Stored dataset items
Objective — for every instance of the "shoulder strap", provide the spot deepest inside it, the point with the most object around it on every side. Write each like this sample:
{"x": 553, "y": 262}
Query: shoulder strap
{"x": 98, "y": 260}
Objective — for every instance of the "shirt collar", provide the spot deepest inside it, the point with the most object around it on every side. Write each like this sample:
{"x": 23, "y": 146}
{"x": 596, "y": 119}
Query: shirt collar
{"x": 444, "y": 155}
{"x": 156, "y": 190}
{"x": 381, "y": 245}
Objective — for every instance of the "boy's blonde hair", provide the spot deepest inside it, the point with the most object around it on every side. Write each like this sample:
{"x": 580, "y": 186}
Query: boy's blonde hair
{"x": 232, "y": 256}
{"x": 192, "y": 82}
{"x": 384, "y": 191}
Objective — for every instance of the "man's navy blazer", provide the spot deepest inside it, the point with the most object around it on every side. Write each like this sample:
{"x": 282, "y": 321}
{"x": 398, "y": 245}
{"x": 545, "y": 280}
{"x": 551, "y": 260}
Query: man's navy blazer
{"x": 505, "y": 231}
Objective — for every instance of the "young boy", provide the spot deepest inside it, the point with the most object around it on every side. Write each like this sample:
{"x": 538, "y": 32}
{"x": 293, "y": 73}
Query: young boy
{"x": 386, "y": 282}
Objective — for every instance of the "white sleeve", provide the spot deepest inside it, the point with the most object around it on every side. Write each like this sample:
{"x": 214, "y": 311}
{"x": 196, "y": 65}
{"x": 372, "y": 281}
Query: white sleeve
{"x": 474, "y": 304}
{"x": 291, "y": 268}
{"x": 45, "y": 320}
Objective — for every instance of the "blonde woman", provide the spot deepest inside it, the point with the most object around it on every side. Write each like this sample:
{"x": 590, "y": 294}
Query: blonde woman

■ **TASK TO COMPLETE**
Where the line containing "Query: man's navy blazer" appears in the records above, begin there and print every line through the last, exactly and with nothing else.

■ **REPLY**
Query: man's navy blazer
{"x": 505, "y": 231}
Objective — for every instance of the "young boy", provide the spot deepest inside it, the point with the most object around it on every side. Write each like this sample:
{"x": 538, "y": 32}
{"x": 293, "y": 73}
Query: young boy
{"x": 386, "y": 282}
Objective — for every instance of the "white sleeve", provide the spot deepest inside it, the point with the most object around it on every side. Write each like this sample:
{"x": 214, "y": 311}
{"x": 196, "y": 65}
{"x": 372, "y": 281}
Query: white sleeve
{"x": 474, "y": 304}
{"x": 291, "y": 268}
{"x": 45, "y": 320}
Objective — for every instance of the "blonde woman", provide the spot deepest inside it, the point with the most object around it on every side. Write each like this sample:
{"x": 590, "y": 294}
Query: blonde woman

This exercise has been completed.